## Supplied data
------------------------------------------------------------------------

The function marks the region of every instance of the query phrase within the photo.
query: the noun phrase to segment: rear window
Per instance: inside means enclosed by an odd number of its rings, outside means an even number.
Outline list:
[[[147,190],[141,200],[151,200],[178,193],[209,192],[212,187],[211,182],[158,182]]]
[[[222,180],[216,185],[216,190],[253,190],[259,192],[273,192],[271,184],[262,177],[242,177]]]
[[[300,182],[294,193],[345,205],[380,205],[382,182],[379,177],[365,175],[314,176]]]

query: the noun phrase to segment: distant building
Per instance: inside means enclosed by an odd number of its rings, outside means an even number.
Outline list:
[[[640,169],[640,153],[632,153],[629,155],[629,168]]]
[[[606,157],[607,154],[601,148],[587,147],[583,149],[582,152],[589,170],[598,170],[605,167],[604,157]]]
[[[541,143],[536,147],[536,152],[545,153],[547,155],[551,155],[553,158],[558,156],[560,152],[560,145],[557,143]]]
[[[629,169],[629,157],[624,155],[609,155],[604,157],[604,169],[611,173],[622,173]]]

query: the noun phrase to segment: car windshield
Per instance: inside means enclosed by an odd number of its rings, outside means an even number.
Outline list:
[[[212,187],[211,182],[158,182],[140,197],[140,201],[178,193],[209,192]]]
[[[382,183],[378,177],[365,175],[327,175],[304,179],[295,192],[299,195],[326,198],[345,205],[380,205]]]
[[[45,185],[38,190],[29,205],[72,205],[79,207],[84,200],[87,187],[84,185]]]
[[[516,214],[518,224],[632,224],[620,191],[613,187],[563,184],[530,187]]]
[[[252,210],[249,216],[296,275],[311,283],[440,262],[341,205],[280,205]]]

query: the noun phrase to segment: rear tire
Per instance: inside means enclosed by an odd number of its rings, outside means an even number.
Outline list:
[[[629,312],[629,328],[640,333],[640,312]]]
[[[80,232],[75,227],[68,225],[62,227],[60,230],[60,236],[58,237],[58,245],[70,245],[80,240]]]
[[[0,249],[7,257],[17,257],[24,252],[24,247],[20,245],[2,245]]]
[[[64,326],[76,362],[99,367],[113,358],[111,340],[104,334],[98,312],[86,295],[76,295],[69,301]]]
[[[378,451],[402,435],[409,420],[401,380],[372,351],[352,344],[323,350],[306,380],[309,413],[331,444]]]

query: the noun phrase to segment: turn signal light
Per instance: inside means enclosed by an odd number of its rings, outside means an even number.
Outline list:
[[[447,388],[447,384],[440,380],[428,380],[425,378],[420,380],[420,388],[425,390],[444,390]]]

------------------------------------------------------------------------

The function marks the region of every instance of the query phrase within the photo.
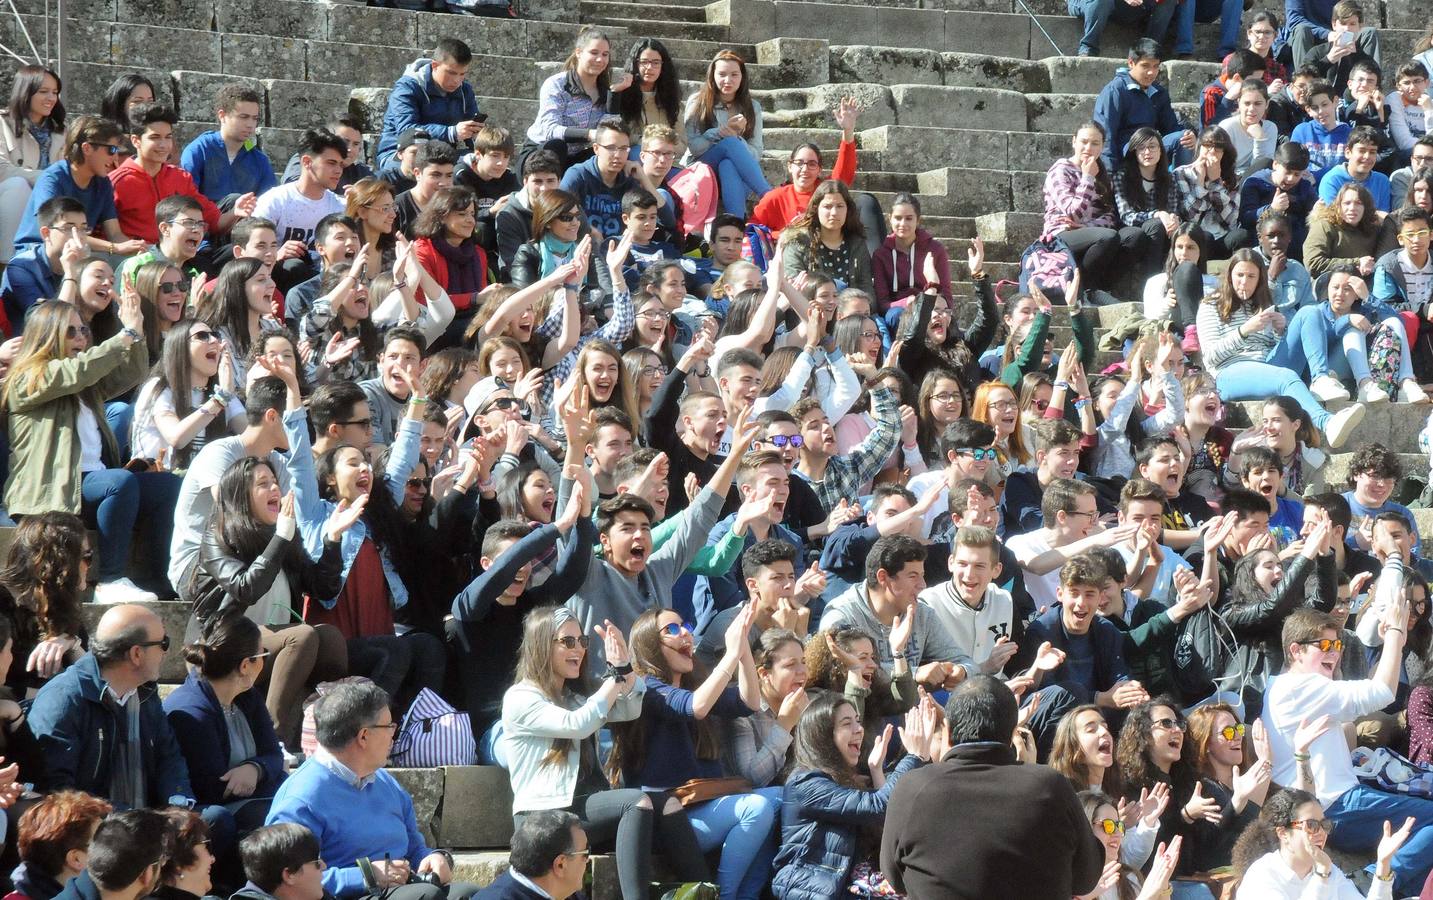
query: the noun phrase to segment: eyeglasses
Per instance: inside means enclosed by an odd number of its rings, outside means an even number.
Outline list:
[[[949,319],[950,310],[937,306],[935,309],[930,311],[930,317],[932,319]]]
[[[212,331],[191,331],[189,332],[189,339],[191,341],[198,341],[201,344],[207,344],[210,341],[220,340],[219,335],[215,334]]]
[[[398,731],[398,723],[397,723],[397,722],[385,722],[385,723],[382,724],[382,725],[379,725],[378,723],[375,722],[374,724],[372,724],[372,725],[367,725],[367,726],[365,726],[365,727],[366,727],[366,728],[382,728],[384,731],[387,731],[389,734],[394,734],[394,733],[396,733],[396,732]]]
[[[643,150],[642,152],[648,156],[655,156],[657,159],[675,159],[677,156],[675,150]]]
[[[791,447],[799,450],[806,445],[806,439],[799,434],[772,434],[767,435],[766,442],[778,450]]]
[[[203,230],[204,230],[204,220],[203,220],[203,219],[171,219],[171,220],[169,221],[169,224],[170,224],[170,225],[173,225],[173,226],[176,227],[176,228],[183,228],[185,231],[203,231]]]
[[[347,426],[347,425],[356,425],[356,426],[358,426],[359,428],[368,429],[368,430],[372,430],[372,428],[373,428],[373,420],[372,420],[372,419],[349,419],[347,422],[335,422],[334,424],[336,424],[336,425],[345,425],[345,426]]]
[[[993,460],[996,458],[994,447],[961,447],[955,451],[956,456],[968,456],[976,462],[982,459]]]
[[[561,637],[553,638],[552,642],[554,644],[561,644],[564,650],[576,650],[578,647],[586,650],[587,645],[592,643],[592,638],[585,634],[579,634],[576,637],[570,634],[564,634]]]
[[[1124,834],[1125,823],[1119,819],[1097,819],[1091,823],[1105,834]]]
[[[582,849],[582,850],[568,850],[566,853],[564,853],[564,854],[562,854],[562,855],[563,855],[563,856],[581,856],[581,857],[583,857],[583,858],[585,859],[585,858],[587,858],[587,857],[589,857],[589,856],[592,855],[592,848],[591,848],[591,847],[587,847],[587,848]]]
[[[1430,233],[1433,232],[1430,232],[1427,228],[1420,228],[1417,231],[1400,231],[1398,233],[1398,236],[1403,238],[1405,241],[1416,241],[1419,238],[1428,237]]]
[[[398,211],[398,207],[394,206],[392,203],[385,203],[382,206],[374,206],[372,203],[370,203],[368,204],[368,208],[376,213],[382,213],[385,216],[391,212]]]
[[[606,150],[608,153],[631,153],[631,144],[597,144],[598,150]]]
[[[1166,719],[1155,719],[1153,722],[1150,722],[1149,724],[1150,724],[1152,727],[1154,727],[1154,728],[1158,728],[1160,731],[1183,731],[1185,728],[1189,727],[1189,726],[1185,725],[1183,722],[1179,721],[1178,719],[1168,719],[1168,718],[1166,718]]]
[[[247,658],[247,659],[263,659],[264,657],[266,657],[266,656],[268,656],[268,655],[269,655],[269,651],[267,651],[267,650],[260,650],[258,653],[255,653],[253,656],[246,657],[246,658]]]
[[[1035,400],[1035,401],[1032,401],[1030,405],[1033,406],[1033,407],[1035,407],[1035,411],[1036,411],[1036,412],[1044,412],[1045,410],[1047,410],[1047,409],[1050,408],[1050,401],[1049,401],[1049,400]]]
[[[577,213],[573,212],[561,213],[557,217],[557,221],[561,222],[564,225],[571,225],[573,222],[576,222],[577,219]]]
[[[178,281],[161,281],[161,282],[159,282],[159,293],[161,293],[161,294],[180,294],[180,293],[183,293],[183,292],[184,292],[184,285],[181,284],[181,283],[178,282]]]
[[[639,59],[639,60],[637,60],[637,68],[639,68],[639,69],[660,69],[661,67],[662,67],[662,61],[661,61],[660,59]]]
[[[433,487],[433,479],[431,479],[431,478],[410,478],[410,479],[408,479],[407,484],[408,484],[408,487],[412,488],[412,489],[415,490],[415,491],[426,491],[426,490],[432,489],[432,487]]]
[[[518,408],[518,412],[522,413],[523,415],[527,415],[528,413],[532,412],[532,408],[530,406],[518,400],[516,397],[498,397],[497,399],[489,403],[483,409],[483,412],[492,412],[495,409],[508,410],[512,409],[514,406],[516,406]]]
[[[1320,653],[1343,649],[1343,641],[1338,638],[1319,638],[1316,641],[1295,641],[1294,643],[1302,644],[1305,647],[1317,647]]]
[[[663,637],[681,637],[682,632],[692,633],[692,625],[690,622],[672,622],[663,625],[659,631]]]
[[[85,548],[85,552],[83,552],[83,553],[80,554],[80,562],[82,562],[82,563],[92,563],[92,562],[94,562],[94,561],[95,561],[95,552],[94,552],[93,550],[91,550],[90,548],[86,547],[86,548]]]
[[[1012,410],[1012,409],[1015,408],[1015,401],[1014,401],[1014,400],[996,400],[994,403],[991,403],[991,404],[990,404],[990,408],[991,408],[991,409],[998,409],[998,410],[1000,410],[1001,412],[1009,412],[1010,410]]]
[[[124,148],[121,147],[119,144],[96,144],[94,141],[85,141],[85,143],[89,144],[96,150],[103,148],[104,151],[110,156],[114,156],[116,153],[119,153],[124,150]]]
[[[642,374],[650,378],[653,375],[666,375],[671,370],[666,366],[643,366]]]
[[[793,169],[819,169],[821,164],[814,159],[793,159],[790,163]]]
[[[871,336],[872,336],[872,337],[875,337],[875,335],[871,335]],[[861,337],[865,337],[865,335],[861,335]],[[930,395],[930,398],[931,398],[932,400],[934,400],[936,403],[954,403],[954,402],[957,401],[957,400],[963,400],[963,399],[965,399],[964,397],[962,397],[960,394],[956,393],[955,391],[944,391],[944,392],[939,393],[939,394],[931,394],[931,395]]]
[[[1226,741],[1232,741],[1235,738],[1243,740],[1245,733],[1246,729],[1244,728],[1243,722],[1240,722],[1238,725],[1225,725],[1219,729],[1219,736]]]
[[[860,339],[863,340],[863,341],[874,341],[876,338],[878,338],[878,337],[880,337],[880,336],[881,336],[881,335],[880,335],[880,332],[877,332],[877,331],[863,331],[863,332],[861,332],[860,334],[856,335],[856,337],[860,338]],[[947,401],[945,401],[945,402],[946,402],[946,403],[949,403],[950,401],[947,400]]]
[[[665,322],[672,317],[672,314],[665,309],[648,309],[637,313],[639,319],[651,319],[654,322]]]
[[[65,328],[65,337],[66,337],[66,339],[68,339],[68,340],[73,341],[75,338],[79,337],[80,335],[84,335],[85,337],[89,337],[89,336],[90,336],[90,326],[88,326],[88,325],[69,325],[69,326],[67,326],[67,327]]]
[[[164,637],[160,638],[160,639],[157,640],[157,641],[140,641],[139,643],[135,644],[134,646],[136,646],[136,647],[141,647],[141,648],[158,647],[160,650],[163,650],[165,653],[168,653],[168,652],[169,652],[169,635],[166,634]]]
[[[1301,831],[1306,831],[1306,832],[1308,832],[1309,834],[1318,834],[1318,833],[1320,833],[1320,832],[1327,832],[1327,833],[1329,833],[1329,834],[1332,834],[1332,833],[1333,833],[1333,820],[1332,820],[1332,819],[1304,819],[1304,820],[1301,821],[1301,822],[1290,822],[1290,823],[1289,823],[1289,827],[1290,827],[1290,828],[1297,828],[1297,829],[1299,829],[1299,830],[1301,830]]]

------------------------------------------------------------------------

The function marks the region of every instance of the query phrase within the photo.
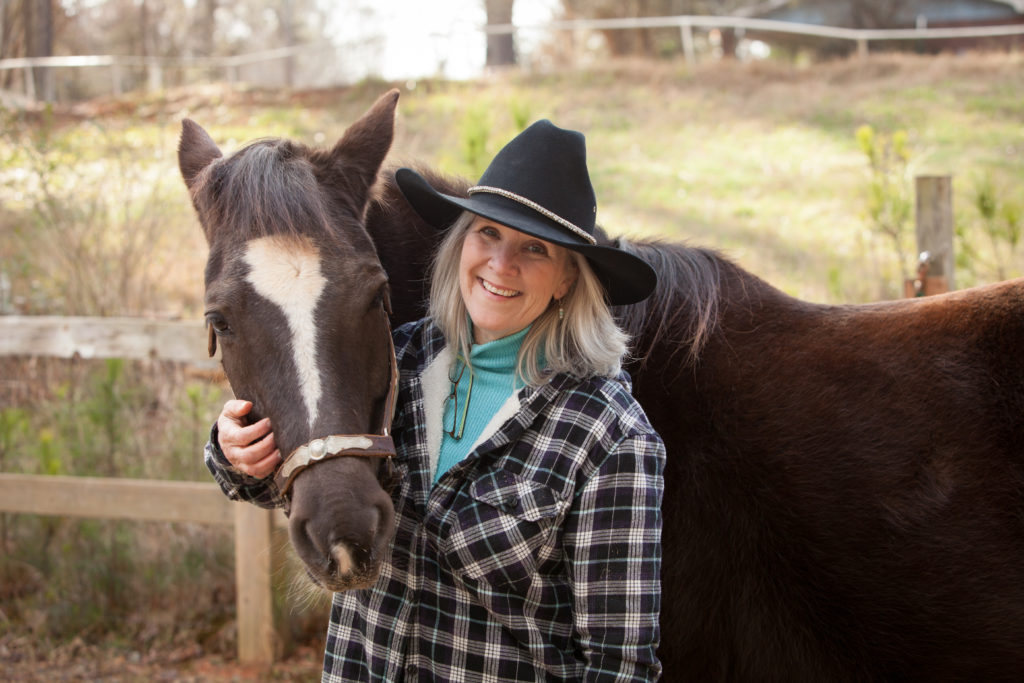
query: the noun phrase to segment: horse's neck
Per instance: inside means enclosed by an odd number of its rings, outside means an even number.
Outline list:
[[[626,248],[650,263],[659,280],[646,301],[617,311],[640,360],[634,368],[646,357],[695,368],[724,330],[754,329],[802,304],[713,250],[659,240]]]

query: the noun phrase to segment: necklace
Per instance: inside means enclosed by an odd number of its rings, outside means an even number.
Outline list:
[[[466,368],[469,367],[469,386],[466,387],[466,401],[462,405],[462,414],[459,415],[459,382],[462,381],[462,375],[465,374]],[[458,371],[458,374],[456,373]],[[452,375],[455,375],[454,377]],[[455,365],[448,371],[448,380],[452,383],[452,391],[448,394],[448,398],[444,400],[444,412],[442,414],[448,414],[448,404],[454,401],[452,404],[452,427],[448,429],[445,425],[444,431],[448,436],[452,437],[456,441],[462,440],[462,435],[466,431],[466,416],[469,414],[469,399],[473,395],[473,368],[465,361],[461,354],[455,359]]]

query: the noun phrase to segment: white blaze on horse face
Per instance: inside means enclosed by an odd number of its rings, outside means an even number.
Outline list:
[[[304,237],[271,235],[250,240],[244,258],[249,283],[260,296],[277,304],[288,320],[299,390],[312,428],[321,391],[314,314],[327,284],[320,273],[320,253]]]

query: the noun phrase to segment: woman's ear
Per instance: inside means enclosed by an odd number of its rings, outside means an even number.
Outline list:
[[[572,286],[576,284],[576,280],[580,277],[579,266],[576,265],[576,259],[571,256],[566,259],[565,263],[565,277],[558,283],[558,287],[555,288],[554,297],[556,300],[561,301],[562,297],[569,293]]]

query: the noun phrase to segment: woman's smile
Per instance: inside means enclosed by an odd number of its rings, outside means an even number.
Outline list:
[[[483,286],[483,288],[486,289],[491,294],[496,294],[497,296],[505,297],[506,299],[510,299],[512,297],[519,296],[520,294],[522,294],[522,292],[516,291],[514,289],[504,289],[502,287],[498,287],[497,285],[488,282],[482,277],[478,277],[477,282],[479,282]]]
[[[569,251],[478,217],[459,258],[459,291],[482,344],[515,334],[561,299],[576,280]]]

------------------------------------------------------------------------

## Problem statement
Where does "woman" appear in the records above? Copy every line that has it.

## Exercise response
query: the noun phrase to segment: woman's ear
query: the noun phrase to segment: woman's smile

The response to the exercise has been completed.